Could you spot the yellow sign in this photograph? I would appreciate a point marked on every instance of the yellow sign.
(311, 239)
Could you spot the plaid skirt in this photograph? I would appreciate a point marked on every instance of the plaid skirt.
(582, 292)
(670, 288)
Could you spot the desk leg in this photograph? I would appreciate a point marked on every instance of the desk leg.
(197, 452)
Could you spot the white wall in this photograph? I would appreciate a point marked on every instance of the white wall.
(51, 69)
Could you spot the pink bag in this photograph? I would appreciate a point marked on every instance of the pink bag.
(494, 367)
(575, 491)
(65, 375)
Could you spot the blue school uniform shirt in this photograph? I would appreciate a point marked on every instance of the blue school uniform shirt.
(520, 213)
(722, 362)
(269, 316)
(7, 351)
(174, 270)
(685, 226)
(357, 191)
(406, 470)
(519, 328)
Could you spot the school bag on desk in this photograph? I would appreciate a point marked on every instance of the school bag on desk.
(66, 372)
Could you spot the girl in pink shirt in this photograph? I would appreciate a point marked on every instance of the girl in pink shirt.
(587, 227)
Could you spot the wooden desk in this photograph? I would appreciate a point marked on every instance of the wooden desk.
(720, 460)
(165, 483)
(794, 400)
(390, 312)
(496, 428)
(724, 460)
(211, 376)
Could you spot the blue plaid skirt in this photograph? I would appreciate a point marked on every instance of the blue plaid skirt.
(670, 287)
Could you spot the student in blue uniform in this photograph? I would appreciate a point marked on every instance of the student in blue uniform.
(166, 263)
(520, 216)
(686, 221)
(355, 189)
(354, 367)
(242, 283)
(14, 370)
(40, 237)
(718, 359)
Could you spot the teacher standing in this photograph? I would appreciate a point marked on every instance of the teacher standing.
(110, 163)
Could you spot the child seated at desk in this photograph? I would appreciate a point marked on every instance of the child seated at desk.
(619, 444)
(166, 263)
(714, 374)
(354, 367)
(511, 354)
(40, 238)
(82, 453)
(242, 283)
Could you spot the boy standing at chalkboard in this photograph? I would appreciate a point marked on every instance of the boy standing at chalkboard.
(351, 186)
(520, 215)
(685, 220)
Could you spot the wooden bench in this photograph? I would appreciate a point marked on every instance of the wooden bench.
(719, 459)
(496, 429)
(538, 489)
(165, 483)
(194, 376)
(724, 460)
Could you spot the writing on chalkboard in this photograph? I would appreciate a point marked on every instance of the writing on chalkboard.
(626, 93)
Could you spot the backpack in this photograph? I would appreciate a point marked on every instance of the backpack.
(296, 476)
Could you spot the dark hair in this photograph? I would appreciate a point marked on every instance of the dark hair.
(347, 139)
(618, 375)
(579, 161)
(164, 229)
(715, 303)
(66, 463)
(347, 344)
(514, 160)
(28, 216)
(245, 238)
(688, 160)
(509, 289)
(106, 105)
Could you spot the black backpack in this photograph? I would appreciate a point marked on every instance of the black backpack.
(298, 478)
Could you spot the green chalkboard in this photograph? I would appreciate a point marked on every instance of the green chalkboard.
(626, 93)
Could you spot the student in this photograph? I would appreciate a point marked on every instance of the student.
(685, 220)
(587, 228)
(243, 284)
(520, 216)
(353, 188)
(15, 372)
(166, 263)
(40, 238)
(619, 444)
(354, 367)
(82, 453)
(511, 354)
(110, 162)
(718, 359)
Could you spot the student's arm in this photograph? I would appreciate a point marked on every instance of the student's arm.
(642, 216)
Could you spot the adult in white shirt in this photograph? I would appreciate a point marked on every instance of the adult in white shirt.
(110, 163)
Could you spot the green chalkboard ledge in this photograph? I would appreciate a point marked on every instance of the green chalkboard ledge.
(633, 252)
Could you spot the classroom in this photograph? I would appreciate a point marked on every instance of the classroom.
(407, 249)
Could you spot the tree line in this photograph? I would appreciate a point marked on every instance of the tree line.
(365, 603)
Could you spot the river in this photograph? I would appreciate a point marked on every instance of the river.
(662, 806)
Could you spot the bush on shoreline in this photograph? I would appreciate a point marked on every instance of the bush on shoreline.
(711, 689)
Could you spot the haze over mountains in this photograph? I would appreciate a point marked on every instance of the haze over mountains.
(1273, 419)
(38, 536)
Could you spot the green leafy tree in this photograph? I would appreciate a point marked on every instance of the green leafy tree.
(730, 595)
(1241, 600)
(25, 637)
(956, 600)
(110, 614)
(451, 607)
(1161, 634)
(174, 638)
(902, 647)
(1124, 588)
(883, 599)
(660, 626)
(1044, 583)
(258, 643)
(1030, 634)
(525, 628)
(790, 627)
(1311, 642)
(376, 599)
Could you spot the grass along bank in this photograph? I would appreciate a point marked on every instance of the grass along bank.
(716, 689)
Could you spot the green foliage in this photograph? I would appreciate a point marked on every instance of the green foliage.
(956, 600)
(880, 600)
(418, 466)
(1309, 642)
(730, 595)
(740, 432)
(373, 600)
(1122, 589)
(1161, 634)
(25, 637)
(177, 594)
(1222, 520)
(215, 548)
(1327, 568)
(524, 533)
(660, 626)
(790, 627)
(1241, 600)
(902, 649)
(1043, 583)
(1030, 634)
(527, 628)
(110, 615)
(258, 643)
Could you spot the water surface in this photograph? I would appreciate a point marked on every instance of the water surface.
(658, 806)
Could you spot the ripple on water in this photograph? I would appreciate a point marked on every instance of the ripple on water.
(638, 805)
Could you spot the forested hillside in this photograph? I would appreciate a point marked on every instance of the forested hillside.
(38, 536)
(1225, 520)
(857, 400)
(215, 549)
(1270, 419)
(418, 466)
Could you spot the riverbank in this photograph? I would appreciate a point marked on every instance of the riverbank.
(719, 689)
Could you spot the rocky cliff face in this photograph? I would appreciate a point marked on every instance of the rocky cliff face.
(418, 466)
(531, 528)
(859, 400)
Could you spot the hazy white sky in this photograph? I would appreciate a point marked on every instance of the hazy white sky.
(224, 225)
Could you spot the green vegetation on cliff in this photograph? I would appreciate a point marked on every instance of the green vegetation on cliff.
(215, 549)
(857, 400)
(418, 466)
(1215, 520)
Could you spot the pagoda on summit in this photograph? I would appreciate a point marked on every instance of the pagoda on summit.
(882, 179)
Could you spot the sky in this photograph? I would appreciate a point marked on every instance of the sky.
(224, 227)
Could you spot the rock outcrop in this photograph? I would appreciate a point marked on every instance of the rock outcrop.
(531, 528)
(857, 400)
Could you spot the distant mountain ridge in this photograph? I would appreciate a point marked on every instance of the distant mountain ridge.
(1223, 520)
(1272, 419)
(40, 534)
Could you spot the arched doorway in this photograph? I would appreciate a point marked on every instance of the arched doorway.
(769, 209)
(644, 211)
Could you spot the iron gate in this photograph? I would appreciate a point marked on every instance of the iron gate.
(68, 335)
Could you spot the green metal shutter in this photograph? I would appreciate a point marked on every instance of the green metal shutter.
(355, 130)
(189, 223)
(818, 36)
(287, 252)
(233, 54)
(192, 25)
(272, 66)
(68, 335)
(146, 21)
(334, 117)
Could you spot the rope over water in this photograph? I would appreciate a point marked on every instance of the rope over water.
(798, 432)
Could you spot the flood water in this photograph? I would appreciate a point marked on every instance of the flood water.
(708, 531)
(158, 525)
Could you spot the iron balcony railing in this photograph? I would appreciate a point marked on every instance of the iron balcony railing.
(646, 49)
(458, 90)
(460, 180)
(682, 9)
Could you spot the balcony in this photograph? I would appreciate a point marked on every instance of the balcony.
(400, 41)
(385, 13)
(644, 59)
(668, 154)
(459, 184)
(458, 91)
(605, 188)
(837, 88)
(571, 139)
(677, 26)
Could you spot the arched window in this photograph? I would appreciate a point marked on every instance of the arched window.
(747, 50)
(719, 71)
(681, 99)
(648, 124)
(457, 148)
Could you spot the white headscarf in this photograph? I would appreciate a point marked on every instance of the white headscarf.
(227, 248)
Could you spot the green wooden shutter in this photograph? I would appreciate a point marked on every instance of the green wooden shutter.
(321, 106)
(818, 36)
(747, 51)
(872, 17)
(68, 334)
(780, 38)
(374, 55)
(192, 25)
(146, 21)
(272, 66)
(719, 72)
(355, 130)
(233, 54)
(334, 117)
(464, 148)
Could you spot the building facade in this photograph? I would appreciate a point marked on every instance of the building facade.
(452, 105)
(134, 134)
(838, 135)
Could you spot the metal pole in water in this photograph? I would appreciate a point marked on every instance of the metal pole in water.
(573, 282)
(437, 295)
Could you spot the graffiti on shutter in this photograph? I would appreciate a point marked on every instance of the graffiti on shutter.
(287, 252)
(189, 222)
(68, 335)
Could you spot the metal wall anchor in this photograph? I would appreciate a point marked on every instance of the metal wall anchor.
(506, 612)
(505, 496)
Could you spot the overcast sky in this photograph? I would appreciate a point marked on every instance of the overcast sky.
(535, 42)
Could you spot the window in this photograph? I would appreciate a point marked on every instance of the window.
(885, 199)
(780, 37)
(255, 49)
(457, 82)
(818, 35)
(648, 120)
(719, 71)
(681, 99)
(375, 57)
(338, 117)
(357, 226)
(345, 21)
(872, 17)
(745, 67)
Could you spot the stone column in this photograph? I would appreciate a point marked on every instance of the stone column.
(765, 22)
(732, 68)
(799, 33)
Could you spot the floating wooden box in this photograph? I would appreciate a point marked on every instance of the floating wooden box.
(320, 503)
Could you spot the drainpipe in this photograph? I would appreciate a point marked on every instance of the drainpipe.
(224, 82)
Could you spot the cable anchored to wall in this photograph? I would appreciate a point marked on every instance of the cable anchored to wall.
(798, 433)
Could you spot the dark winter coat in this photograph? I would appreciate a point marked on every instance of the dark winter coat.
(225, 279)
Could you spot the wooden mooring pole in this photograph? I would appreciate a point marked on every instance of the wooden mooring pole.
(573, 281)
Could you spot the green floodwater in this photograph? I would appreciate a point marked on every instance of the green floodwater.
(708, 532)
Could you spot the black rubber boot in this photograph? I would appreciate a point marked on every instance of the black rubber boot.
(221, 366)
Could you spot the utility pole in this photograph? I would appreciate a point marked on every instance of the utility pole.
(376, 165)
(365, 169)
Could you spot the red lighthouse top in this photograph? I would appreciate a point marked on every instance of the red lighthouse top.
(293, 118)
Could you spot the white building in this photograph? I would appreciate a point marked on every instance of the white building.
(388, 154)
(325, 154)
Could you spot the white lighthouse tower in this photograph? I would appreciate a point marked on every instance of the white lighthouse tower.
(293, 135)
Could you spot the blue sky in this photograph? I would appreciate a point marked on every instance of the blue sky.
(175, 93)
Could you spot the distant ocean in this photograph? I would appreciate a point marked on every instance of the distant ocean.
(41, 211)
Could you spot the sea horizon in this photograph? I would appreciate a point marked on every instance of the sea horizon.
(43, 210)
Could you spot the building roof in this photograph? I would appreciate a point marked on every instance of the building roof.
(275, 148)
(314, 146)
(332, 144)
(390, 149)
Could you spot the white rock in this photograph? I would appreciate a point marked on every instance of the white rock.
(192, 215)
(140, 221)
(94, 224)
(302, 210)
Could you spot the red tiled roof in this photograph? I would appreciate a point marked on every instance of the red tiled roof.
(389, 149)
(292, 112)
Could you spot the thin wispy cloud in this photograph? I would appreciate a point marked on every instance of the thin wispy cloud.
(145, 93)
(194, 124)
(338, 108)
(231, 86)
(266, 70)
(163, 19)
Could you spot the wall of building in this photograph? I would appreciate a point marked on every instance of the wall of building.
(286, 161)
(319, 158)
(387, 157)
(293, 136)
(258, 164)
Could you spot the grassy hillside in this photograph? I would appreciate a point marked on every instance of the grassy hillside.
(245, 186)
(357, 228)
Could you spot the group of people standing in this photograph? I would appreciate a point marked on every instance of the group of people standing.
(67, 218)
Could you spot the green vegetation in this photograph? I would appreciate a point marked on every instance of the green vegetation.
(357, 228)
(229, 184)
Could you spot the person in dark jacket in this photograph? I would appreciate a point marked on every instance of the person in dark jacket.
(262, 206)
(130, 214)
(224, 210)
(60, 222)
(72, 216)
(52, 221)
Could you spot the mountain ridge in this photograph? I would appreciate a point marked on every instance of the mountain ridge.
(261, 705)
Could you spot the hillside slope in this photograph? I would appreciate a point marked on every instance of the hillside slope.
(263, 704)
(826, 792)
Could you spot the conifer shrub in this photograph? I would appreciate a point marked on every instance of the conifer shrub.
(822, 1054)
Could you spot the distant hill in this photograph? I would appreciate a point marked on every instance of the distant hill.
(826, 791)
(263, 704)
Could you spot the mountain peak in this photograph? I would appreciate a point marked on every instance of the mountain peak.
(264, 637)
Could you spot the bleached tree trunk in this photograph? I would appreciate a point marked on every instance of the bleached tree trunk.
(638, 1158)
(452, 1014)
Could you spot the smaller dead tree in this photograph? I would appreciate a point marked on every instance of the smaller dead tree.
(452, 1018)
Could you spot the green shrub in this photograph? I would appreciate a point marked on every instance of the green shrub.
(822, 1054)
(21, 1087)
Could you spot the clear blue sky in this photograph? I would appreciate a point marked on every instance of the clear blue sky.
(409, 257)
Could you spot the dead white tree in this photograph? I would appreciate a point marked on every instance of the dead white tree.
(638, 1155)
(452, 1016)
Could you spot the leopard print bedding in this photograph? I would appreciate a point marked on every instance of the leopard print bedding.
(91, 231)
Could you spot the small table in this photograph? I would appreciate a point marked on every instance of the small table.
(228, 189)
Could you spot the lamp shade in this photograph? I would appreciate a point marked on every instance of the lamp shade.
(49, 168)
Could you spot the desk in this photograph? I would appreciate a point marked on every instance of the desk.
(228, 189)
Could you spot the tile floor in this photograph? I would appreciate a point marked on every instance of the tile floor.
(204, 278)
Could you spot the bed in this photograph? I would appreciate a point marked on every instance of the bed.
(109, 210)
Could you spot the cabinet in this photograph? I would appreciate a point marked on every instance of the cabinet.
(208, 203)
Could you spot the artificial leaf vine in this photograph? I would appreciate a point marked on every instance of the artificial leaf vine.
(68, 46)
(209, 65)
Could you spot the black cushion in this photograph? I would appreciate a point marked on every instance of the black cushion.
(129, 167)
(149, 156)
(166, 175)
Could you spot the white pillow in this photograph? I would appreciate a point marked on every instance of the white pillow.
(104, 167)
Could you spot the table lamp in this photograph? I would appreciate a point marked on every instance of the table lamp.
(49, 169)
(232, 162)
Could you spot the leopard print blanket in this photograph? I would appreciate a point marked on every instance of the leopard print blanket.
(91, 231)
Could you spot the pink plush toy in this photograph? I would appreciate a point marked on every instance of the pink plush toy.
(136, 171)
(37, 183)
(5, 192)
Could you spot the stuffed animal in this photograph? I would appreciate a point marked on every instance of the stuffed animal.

■ Problem to solve
Find the line containing "Could you spot the artificial". Reproduce it exactly, along with every line after it through the last.

■ Answer to the exercise
Could you spot the artificial leaf vine in this photograph? I would appreciate a point marked on every instance of the artificial leaf vine.
(68, 46)
(209, 65)
Could you spot the black cushion in this photograph? I would appreciate a point marked on every instance of the black cushion.
(129, 167)
(149, 156)
(166, 175)
Could you spot the white pillow in this photograph? I would appreciate a point marked on every instance of the white pillow.
(104, 167)
Could you spot the table lamp in this photograph? I would appreciate a point marked on every instance of the table lamp.
(49, 169)
(232, 162)
Could you spot the leopard print blanket in this photograph? I would appreciate a point marked on every instance of the leopard print blanket.
(91, 231)
Could you spot the pink plush toy in this photograph? I would appreciate a point marked on every instance of the pink plush toy.
(136, 171)
(37, 183)
(5, 192)
Could you spot the stuffed animal in this photograph? I would appreciate a point marked on every instance of the stuffed animal.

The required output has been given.